→ Action item
In the records below, find the line that contains "Query: arched gateway". Retype that line and all the lines after it through the end, leaving out the pictures.
[Information given — start]
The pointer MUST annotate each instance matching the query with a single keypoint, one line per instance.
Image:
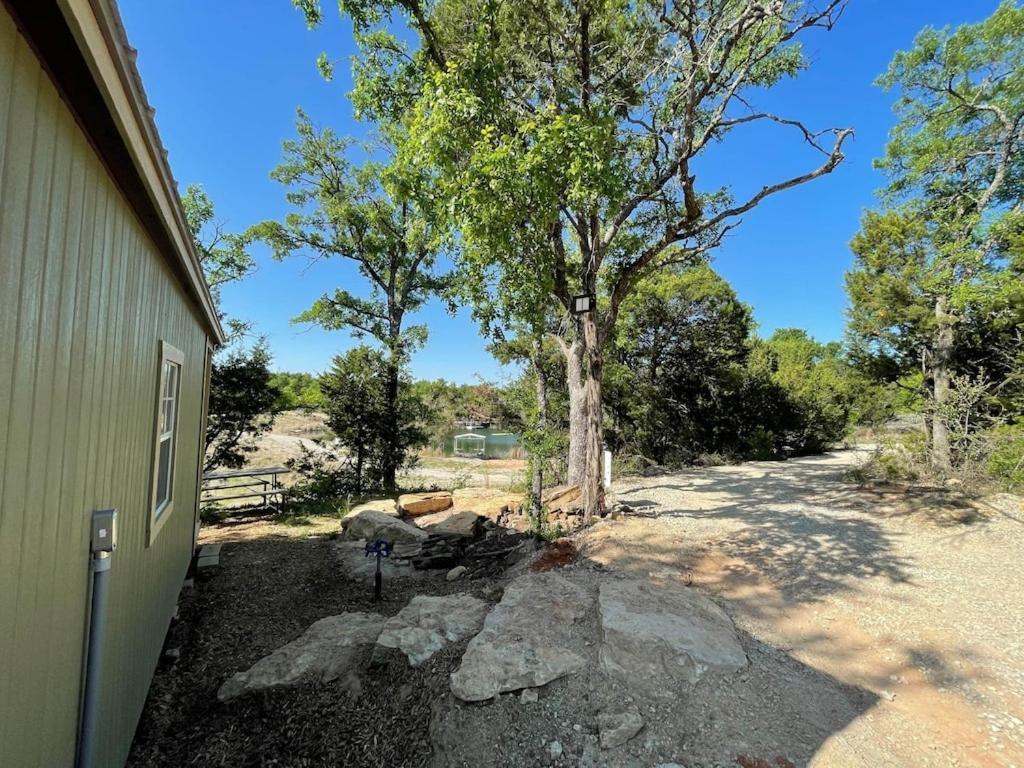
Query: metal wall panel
(85, 299)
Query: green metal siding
(85, 299)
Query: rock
(526, 640)
(385, 506)
(415, 505)
(489, 503)
(465, 524)
(560, 498)
(654, 636)
(439, 551)
(429, 622)
(619, 727)
(324, 651)
(371, 525)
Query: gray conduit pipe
(93, 671)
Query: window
(167, 423)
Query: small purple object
(380, 548)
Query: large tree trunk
(941, 455)
(391, 448)
(578, 413)
(593, 493)
(537, 480)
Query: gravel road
(915, 597)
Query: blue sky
(226, 77)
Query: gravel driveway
(916, 597)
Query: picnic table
(259, 482)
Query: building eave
(135, 155)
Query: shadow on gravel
(804, 531)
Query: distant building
(107, 329)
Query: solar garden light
(584, 303)
(380, 548)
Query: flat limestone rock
(324, 651)
(560, 498)
(428, 623)
(358, 567)
(387, 506)
(489, 503)
(527, 640)
(371, 525)
(465, 524)
(415, 505)
(655, 636)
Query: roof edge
(99, 33)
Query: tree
(360, 412)
(565, 135)
(932, 271)
(241, 406)
(242, 397)
(371, 215)
(297, 390)
(224, 256)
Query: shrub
(1006, 463)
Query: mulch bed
(268, 591)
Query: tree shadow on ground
(806, 531)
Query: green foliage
(359, 413)
(326, 481)
(241, 406)
(242, 396)
(297, 391)
(1006, 463)
(364, 214)
(445, 407)
(224, 256)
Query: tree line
(547, 150)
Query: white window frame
(160, 510)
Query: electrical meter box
(104, 530)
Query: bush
(1006, 463)
(326, 485)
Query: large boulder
(370, 524)
(619, 727)
(561, 498)
(414, 505)
(325, 651)
(527, 640)
(358, 567)
(465, 524)
(386, 506)
(489, 503)
(428, 623)
(655, 636)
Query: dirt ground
(916, 598)
(883, 627)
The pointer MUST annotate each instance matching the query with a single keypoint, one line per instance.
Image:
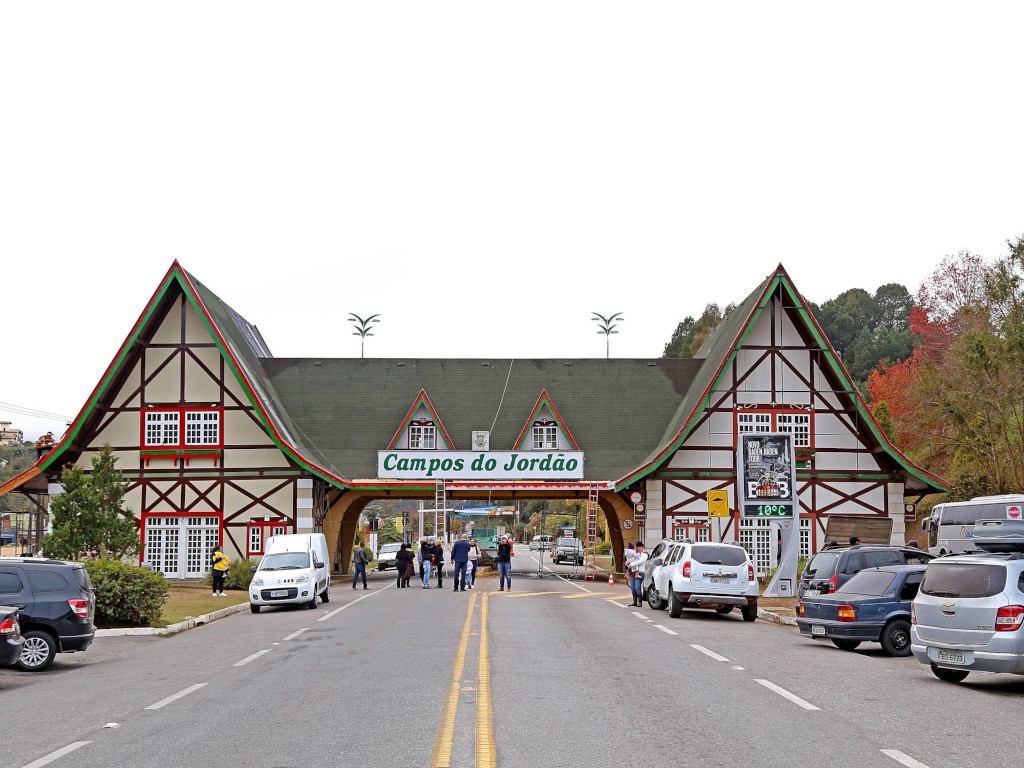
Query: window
(545, 437)
(422, 437)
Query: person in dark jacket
(400, 563)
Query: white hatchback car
(704, 574)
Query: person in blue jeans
(359, 561)
(460, 556)
(504, 560)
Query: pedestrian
(427, 556)
(636, 574)
(220, 566)
(474, 556)
(359, 561)
(439, 561)
(400, 563)
(504, 560)
(460, 556)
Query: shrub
(126, 595)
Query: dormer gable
(545, 429)
(421, 429)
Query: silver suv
(968, 613)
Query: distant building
(9, 435)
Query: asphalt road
(562, 673)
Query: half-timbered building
(221, 441)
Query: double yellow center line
(485, 758)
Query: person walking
(359, 561)
(504, 560)
(474, 556)
(400, 563)
(636, 566)
(460, 556)
(427, 555)
(220, 566)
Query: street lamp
(363, 329)
(607, 328)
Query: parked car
(969, 611)
(387, 555)
(830, 568)
(568, 549)
(55, 604)
(704, 576)
(10, 636)
(872, 606)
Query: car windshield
(963, 580)
(712, 555)
(823, 563)
(285, 561)
(868, 583)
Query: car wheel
(38, 651)
(675, 604)
(654, 600)
(950, 676)
(896, 638)
(750, 611)
(846, 644)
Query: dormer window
(422, 436)
(545, 436)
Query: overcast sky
(483, 175)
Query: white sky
(484, 175)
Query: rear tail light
(1009, 617)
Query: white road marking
(347, 605)
(176, 696)
(253, 657)
(54, 755)
(899, 757)
(711, 653)
(786, 694)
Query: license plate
(950, 656)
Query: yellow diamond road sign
(718, 503)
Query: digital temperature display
(767, 510)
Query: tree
(89, 516)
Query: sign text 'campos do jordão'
(480, 465)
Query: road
(554, 673)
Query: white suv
(702, 576)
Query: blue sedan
(872, 606)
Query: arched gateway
(220, 440)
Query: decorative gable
(545, 429)
(422, 428)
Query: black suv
(830, 568)
(56, 607)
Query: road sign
(718, 503)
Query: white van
(293, 570)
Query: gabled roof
(542, 401)
(719, 351)
(421, 399)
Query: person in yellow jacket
(220, 566)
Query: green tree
(89, 516)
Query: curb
(768, 615)
(174, 629)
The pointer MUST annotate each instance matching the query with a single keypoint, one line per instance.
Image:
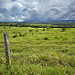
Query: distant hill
(49, 21)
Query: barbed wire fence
(2, 47)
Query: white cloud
(43, 10)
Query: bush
(63, 29)
(14, 36)
(30, 30)
(43, 29)
(46, 38)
[Information given — finish]
→ Reply to the exercise
Query: arched gateway
(220, 440)
Query: decorative gable
(545, 429)
(422, 428)
Query: black suv
(830, 568)
(56, 607)
Query: road sign
(718, 503)
Query: white van
(293, 570)
Query: gabled roof
(542, 401)
(719, 351)
(421, 399)
Query: person in yellow jacket
(220, 566)
Query: green tree
(89, 516)
Query: curb
(768, 615)
(174, 629)
The pointer MUST annotate each instance matching the query with a single keypoint, one line per instance.
Image:
Query: distant hill
(49, 21)
Query: barbed wire fence
(2, 47)
Query: white cloud
(43, 10)
Query: bush
(63, 29)
(14, 36)
(30, 30)
(43, 29)
(46, 38)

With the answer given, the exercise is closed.